* _EXERCISE_
Report every line in the records below that contains the word "debris", copying each one in full.

(Annotated coordinate records)

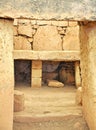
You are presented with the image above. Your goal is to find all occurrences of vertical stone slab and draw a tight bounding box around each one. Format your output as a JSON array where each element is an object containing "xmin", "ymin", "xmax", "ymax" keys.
[
  {"xmin": 75, "ymin": 61, "xmax": 81, "ymax": 88},
  {"xmin": 80, "ymin": 22, "xmax": 96, "ymax": 130},
  {"xmin": 0, "ymin": 19, "xmax": 14, "ymax": 130},
  {"xmin": 31, "ymin": 61, "xmax": 42, "ymax": 88}
]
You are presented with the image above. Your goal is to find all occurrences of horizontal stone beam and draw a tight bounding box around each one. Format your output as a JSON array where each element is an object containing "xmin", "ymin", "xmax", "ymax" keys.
[{"xmin": 13, "ymin": 50, "xmax": 80, "ymax": 61}]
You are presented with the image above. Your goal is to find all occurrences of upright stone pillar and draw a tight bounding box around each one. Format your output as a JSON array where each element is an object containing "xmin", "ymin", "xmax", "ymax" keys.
[
  {"xmin": 0, "ymin": 19, "xmax": 14, "ymax": 130},
  {"xmin": 75, "ymin": 61, "xmax": 81, "ymax": 88},
  {"xmin": 31, "ymin": 61, "xmax": 42, "ymax": 88},
  {"xmin": 80, "ymin": 22, "xmax": 96, "ymax": 130}
]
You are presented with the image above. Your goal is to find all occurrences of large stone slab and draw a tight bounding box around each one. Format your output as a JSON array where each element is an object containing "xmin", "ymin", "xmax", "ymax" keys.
[
  {"xmin": 80, "ymin": 22, "xmax": 96, "ymax": 130},
  {"xmin": 33, "ymin": 25, "xmax": 62, "ymax": 51},
  {"xmin": 0, "ymin": 19, "xmax": 14, "ymax": 130}
]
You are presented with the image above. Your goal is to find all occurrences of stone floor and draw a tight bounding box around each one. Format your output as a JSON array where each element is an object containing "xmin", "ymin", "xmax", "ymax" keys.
[{"xmin": 14, "ymin": 86, "xmax": 88, "ymax": 130}]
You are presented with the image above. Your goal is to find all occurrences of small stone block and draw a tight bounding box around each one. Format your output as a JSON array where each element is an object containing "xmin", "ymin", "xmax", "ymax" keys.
[
  {"xmin": 31, "ymin": 78, "xmax": 42, "ymax": 88},
  {"xmin": 58, "ymin": 21, "xmax": 68, "ymax": 27},
  {"xmin": 47, "ymin": 80, "xmax": 64, "ymax": 88},
  {"xmin": 51, "ymin": 21, "xmax": 58, "ymax": 26},
  {"xmin": 31, "ymin": 20, "xmax": 36, "ymax": 25},
  {"xmin": 69, "ymin": 21, "xmax": 78, "ymax": 27},
  {"xmin": 32, "ymin": 60, "xmax": 42, "ymax": 69},
  {"xmin": 13, "ymin": 19, "xmax": 18, "ymax": 26},
  {"xmin": 18, "ymin": 19, "xmax": 30, "ymax": 25}
]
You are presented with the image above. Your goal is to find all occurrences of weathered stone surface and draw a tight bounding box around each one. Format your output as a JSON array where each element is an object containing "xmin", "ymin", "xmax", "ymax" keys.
[
  {"xmin": 58, "ymin": 67, "xmax": 75, "ymax": 84},
  {"xmin": 14, "ymin": 36, "xmax": 31, "ymax": 50},
  {"xmin": 32, "ymin": 60, "xmax": 42, "ymax": 69},
  {"xmin": 42, "ymin": 72, "xmax": 58, "ymax": 83},
  {"xmin": 80, "ymin": 22, "xmax": 96, "ymax": 130},
  {"xmin": 63, "ymin": 26, "xmax": 80, "ymax": 51},
  {"xmin": 47, "ymin": 80, "xmax": 64, "ymax": 88},
  {"xmin": 37, "ymin": 20, "xmax": 51, "ymax": 25},
  {"xmin": 68, "ymin": 21, "xmax": 78, "ymax": 27},
  {"xmin": 0, "ymin": 19, "xmax": 14, "ymax": 130},
  {"xmin": 31, "ymin": 78, "xmax": 42, "ymax": 88},
  {"xmin": 32, "ymin": 69, "xmax": 42, "ymax": 78},
  {"xmin": 76, "ymin": 87, "xmax": 82, "ymax": 105},
  {"xmin": 42, "ymin": 61, "xmax": 60, "ymax": 72},
  {"xmin": 13, "ymin": 50, "xmax": 80, "ymax": 61},
  {"xmin": 14, "ymin": 90, "xmax": 24, "ymax": 112},
  {"xmin": 18, "ymin": 24, "xmax": 32, "ymax": 37},
  {"xmin": 14, "ymin": 60, "xmax": 31, "ymax": 86},
  {"xmin": 13, "ymin": 26, "xmax": 18, "ymax": 36},
  {"xmin": 33, "ymin": 26, "xmax": 62, "ymax": 51},
  {"xmin": 75, "ymin": 61, "xmax": 81, "ymax": 88},
  {"xmin": 0, "ymin": 0, "xmax": 96, "ymax": 21}
]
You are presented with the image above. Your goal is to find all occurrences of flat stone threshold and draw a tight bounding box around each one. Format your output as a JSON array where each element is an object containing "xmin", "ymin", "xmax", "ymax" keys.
[
  {"xmin": 14, "ymin": 86, "xmax": 82, "ymax": 121},
  {"xmin": 13, "ymin": 50, "xmax": 80, "ymax": 61}
]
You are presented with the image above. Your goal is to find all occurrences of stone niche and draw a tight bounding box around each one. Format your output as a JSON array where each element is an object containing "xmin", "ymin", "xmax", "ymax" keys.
[
  {"xmin": 14, "ymin": 19, "xmax": 80, "ymax": 87},
  {"xmin": 42, "ymin": 61, "xmax": 75, "ymax": 86},
  {"xmin": 14, "ymin": 60, "xmax": 31, "ymax": 86}
]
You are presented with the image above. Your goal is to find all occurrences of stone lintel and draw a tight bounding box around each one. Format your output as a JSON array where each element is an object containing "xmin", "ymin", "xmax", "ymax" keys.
[{"xmin": 13, "ymin": 50, "xmax": 80, "ymax": 61}]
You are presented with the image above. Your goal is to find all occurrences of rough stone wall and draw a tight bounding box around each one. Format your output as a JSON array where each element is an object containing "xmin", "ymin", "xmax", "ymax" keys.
[
  {"xmin": 14, "ymin": 19, "xmax": 80, "ymax": 84},
  {"xmin": 0, "ymin": 19, "xmax": 14, "ymax": 130},
  {"xmin": 0, "ymin": 0, "xmax": 96, "ymax": 21},
  {"xmin": 80, "ymin": 22, "xmax": 96, "ymax": 130},
  {"xmin": 14, "ymin": 19, "xmax": 80, "ymax": 51}
]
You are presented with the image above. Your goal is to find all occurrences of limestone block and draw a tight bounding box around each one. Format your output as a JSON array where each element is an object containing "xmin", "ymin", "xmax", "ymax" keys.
[
  {"xmin": 76, "ymin": 87, "xmax": 82, "ymax": 105},
  {"xmin": 58, "ymin": 21, "xmax": 68, "ymax": 27},
  {"xmin": 75, "ymin": 61, "xmax": 81, "ymax": 88},
  {"xmin": 69, "ymin": 21, "xmax": 78, "ymax": 27},
  {"xmin": 31, "ymin": 78, "xmax": 42, "ymax": 88},
  {"xmin": 59, "ymin": 29, "xmax": 65, "ymax": 35},
  {"xmin": 51, "ymin": 20, "xmax": 59, "ymax": 26},
  {"xmin": 13, "ymin": 26, "xmax": 18, "ymax": 36},
  {"xmin": 42, "ymin": 61, "xmax": 60, "ymax": 72},
  {"xmin": 47, "ymin": 80, "xmax": 64, "ymax": 88},
  {"xmin": 31, "ymin": 20, "xmax": 37, "ymax": 25},
  {"xmin": 0, "ymin": 19, "xmax": 14, "ymax": 130},
  {"xmin": 33, "ymin": 24, "xmax": 39, "ymax": 29},
  {"xmin": 14, "ymin": 36, "xmax": 31, "ymax": 50},
  {"xmin": 18, "ymin": 19, "xmax": 30, "ymax": 25},
  {"xmin": 37, "ymin": 20, "xmax": 51, "ymax": 25},
  {"xmin": 14, "ymin": 90, "xmax": 24, "ymax": 112},
  {"xmin": 32, "ymin": 60, "xmax": 42, "ymax": 69},
  {"xmin": 42, "ymin": 72, "xmax": 58, "ymax": 82},
  {"xmin": 33, "ymin": 26, "xmax": 62, "ymax": 51},
  {"xmin": 28, "ymin": 37, "xmax": 33, "ymax": 43},
  {"xmin": 32, "ymin": 69, "xmax": 42, "ymax": 78},
  {"xmin": 18, "ymin": 24, "xmax": 32, "ymax": 37},
  {"xmin": 63, "ymin": 26, "xmax": 80, "ymax": 51},
  {"xmin": 59, "ymin": 67, "xmax": 75, "ymax": 84},
  {"xmin": 57, "ymin": 26, "xmax": 63, "ymax": 31},
  {"xmin": 13, "ymin": 50, "xmax": 80, "ymax": 61},
  {"xmin": 13, "ymin": 19, "xmax": 18, "ymax": 26}
]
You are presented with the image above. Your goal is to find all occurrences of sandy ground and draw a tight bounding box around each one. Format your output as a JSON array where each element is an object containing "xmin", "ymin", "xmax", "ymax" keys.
[
  {"xmin": 15, "ymin": 86, "xmax": 82, "ymax": 117},
  {"xmin": 13, "ymin": 86, "xmax": 89, "ymax": 130}
]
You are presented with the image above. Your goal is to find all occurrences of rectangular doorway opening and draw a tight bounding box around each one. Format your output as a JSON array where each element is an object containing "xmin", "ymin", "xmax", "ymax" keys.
[
  {"xmin": 14, "ymin": 60, "xmax": 31, "ymax": 87},
  {"xmin": 42, "ymin": 61, "xmax": 75, "ymax": 86}
]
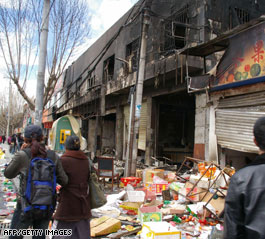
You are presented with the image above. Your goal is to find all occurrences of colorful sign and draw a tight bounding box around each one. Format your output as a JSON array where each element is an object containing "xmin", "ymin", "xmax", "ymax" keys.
[{"xmin": 212, "ymin": 23, "xmax": 265, "ymax": 86}]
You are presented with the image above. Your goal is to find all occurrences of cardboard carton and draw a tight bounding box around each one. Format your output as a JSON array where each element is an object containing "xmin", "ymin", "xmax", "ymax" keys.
[
  {"xmin": 140, "ymin": 222, "xmax": 181, "ymax": 239},
  {"xmin": 90, "ymin": 216, "xmax": 121, "ymax": 237},
  {"xmin": 138, "ymin": 206, "xmax": 162, "ymax": 224}
]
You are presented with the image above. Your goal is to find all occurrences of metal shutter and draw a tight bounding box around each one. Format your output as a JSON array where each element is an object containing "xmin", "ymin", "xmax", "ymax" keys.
[{"xmin": 216, "ymin": 92, "xmax": 265, "ymax": 153}]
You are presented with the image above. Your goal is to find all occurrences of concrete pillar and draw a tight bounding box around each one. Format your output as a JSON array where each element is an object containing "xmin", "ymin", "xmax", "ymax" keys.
[
  {"xmin": 145, "ymin": 97, "xmax": 155, "ymax": 165},
  {"xmin": 193, "ymin": 93, "xmax": 209, "ymax": 159},
  {"xmin": 115, "ymin": 105, "xmax": 123, "ymax": 160}
]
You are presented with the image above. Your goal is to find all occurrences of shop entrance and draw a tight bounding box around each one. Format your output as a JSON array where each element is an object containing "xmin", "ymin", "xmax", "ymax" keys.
[{"xmin": 155, "ymin": 93, "xmax": 195, "ymax": 163}]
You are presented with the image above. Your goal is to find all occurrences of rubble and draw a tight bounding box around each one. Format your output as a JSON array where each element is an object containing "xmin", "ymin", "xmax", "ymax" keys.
[{"xmin": 92, "ymin": 158, "xmax": 232, "ymax": 239}]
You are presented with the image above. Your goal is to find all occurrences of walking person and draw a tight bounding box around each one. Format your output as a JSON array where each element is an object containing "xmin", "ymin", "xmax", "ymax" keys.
[
  {"xmin": 11, "ymin": 134, "xmax": 17, "ymax": 154},
  {"xmin": 224, "ymin": 117, "xmax": 265, "ymax": 239},
  {"xmin": 2, "ymin": 135, "xmax": 6, "ymax": 144},
  {"xmin": 4, "ymin": 125, "xmax": 68, "ymax": 239},
  {"xmin": 53, "ymin": 136, "xmax": 91, "ymax": 239}
]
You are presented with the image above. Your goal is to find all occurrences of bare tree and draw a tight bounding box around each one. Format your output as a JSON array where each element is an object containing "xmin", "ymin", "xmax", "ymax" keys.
[
  {"xmin": 0, "ymin": 85, "xmax": 25, "ymax": 133},
  {"xmin": 0, "ymin": 0, "xmax": 90, "ymax": 110}
]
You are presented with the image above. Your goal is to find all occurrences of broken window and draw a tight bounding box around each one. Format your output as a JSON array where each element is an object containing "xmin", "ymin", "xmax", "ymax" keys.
[
  {"xmin": 87, "ymin": 74, "xmax": 96, "ymax": 89},
  {"xmin": 126, "ymin": 39, "xmax": 139, "ymax": 73},
  {"xmin": 235, "ymin": 8, "xmax": 249, "ymax": 24},
  {"xmin": 103, "ymin": 55, "xmax": 115, "ymax": 82},
  {"xmin": 164, "ymin": 5, "xmax": 190, "ymax": 51}
]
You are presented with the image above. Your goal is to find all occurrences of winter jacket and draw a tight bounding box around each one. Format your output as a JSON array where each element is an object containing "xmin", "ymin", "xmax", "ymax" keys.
[
  {"xmin": 54, "ymin": 150, "xmax": 91, "ymax": 221},
  {"xmin": 4, "ymin": 148, "xmax": 68, "ymax": 200},
  {"xmin": 224, "ymin": 154, "xmax": 265, "ymax": 239}
]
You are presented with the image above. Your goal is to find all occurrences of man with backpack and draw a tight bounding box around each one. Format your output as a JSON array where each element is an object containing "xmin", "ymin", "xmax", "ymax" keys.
[{"xmin": 4, "ymin": 125, "xmax": 68, "ymax": 239}]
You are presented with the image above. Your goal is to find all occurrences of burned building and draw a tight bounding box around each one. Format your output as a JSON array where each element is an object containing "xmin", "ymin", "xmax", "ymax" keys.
[{"xmin": 49, "ymin": 0, "xmax": 264, "ymax": 166}]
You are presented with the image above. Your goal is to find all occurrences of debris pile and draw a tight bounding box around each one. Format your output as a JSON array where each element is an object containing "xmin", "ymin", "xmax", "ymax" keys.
[{"xmin": 91, "ymin": 158, "xmax": 234, "ymax": 239}]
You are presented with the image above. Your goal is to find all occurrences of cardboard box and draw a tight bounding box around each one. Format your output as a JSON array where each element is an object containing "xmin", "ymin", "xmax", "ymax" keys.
[
  {"xmin": 145, "ymin": 169, "xmax": 165, "ymax": 183},
  {"xmin": 161, "ymin": 205, "xmax": 186, "ymax": 215},
  {"xmin": 140, "ymin": 222, "xmax": 181, "ymax": 239},
  {"xmin": 152, "ymin": 183, "xmax": 168, "ymax": 195},
  {"xmin": 120, "ymin": 202, "xmax": 142, "ymax": 214},
  {"xmin": 90, "ymin": 216, "xmax": 121, "ymax": 237},
  {"xmin": 138, "ymin": 206, "xmax": 162, "ymax": 224}
]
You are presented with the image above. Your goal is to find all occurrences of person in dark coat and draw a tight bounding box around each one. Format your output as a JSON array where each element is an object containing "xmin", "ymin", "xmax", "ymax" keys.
[
  {"xmin": 53, "ymin": 136, "xmax": 91, "ymax": 239},
  {"xmin": 224, "ymin": 117, "xmax": 265, "ymax": 239},
  {"xmin": 4, "ymin": 125, "xmax": 68, "ymax": 239}
]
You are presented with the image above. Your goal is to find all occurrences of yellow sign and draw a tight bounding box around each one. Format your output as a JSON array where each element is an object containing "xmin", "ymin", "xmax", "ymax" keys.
[{"xmin": 60, "ymin": 129, "xmax": 71, "ymax": 144}]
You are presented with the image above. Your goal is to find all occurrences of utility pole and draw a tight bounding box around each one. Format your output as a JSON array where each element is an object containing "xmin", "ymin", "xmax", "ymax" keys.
[
  {"xmin": 6, "ymin": 79, "xmax": 12, "ymax": 142},
  {"xmin": 35, "ymin": 0, "xmax": 50, "ymax": 126},
  {"xmin": 131, "ymin": 9, "xmax": 150, "ymax": 176},
  {"xmin": 125, "ymin": 87, "xmax": 135, "ymax": 177}
]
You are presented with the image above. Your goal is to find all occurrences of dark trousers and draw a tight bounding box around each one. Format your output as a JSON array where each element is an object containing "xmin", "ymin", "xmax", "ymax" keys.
[{"xmin": 9, "ymin": 202, "xmax": 50, "ymax": 239}]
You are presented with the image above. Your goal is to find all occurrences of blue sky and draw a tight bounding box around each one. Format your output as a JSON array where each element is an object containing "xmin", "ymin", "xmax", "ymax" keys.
[{"xmin": 0, "ymin": 0, "xmax": 138, "ymax": 97}]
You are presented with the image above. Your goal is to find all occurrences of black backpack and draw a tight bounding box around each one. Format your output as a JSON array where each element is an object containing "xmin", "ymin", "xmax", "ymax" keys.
[{"xmin": 21, "ymin": 149, "xmax": 56, "ymax": 220}]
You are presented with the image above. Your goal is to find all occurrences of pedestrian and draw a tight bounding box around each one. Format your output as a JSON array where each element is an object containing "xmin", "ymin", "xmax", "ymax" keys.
[
  {"xmin": 2, "ymin": 135, "xmax": 6, "ymax": 144},
  {"xmin": 11, "ymin": 134, "xmax": 17, "ymax": 154},
  {"xmin": 53, "ymin": 136, "xmax": 91, "ymax": 239},
  {"xmin": 17, "ymin": 133, "xmax": 24, "ymax": 150},
  {"xmin": 4, "ymin": 125, "xmax": 68, "ymax": 239},
  {"xmin": 224, "ymin": 117, "xmax": 265, "ymax": 239}
]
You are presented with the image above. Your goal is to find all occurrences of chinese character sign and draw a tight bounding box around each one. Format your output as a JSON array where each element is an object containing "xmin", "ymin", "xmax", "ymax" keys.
[{"xmin": 213, "ymin": 24, "xmax": 265, "ymax": 86}]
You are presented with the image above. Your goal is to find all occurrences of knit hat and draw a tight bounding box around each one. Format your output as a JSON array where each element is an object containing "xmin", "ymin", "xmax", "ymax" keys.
[
  {"xmin": 24, "ymin": 124, "xmax": 42, "ymax": 139},
  {"xmin": 65, "ymin": 135, "xmax": 80, "ymax": 150}
]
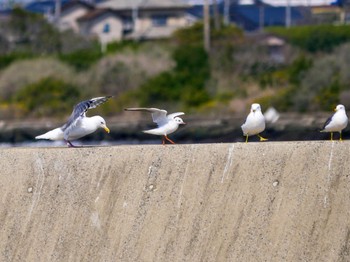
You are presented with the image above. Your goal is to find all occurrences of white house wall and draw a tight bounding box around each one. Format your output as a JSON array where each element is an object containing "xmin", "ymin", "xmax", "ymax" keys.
[
  {"xmin": 59, "ymin": 6, "xmax": 89, "ymax": 33},
  {"xmin": 89, "ymin": 16, "xmax": 123, "ymax": 43}
]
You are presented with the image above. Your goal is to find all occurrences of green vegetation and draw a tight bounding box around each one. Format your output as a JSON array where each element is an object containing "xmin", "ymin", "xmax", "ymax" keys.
[
  {"xmin": 267, "ymin": 25, "xmax": 350, "ymax": 53},
  {"xmin": 0, "ymin": 9, "xmax": 350, "ymax": 117},
  {"xmin": 136, "ymin": 46, "xmax": 210, "ymax": 108},
  {"xmin": 13, "ymin": 77, "xmax": 80, "ymax": 116},
  {"xmin": 59, "ymin": 48, "xmax": 103, "ymax": 71}
]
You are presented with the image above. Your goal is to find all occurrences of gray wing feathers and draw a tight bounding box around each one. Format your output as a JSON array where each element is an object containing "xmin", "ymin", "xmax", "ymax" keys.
[
  {"xmin": 62, "ymin": 96, "xmax": 112, "ymax": 139},
  {"xmin": 168, "ymin": 112, "xmax": 185, "ymax": 119}
]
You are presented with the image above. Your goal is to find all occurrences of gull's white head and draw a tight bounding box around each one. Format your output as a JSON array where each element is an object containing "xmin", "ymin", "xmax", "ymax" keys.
[
  {"xmin": 334, "ymin": 105, "xmax": 345, "ymax": 112},
  {"xmin": 250, "ymin": 103, "xmax": 261, "ymax": 113},
  {"xmin": 174, "ymin": 117, "xmax": 186, "ymax": 125},
  {"xmin": 92, "ymin": 116, "xmax": 110, "ymax": 133}
]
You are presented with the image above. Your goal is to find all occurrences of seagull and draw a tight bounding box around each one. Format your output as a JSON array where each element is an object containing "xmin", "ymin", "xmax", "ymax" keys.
[
  {"xmin": 241, "ymin": 103, "xmax": 267, "ymax": 143},
  {"xmin": 124, "ymin": 108, "xmax": 186, "ymax": 145},
  {"xmin": 321, "ymin": 105, "xmax": 348, "ymax": 141},
  {"xmin": 35, "ymin": 96, "xmax": 111, "ymax": 147}
]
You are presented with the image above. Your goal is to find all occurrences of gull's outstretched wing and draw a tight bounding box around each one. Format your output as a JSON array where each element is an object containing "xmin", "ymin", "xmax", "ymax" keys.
[
  {"xmin": 62, "ymin": 96, "xmax": 112, "ymax": 139},
  {"xmin": 124, "ymin": 108, "xmax": 168, "ymax": 126},
  {"xmin": 168, "ymin": 112, "xmax": 185, "ymax": 119}
]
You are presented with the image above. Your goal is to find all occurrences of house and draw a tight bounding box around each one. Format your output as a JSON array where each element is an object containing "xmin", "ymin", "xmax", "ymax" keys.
[
  {"xmin": 58, "ymin": 1, "xmax": 95, "ymax": 33},
  {"xmin": 25, "ymin": 0, "xmax": 193, "ymax": 43},
  {"xmin": 77, "ymin": 9, "xmax": 127, "ymax": 44},
  {"xmin": 189, "ymin": 2, "xmax": 304, "ymax": 31},
  {"xmin": 96, "ymin": 0, "xmax": 190, "ymax": 39}
]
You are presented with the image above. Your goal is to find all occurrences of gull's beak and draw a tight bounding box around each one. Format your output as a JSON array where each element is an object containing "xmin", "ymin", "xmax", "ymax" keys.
[{"xmin": 101, "ymin": 125, "xmax": 111, "ymax": 134}]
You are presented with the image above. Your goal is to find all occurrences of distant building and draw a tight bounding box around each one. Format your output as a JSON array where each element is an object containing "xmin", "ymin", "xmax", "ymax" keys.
[
  {"xmin": 78, "ymin": 9, "xmax": 124, "ymax": 44},
  {"xmin": 189, "ymin": 1, "xmax": 305, "ymax": 31},
  {"xmin": 26, "ymin": 0, "xmax": 193, "ymax": 43},
  {"xmin": 96, "ymin": 0, "xmax": 190, "ymax": 39}
]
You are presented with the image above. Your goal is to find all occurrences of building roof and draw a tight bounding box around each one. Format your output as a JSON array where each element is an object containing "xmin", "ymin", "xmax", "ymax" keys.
[
  {"xmin": 188, "ymin": 3, "xmax": 303, "ymax": 31},
  {"xmin": 62, "ymin": 0, "xmax": 94, "ymax": 12},
  {"xmin": 25, "ymin": 0, "xmax": 68, "ymax": 14},
  {"xmin": 78, "ymin": 9, "xmax": 119, "ymax": 22},
  {"xmin": 97, "ymin": 0, "xmax": 190, "ymax": 10}
]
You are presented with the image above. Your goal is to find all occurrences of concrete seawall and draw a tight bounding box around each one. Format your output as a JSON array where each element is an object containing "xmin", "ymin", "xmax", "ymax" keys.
[{"xmin": 0, "ymin": 141, "xmax": 350, "ymax": 261}]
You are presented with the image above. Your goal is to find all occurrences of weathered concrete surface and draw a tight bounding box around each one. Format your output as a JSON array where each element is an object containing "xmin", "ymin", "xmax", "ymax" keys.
[{"xmin": 0, "ymin": 141, "xmax": 350, "ymax": 261}]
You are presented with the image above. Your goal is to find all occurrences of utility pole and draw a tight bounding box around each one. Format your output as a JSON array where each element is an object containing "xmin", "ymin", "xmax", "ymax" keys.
[
  {"xmin": 213, "ymin": 0, "xmax": 221, "ymax": 30},
  {"xmin": 286, "ymin": 0, "xmax": 292, "ymax": 28},
  {"xmin": 256, "ymin": 0, "xmax": 265, "ymax": 32},
  {"xmin": 203, "ymin": 0, "xmax": 210, "ymax": 53},
  {"xmin": 54, "ymin": 0, "xmax": 61, "ymax": 26},
  {"xmin": 224, "ymin": 0, "xmax": 231, "ymax": 25}
]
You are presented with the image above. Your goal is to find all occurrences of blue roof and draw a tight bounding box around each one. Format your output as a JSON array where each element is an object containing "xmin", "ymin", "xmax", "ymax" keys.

* _SOLUTION TO THE PROBLEM_
You are presented with the image above. Your goal is to find all occurrences of debris pile and draw a tight bounding box around each one. Format your output as a JSON array where each element is an object containing "xmin", "ymin", "xmax", "ymax" keys.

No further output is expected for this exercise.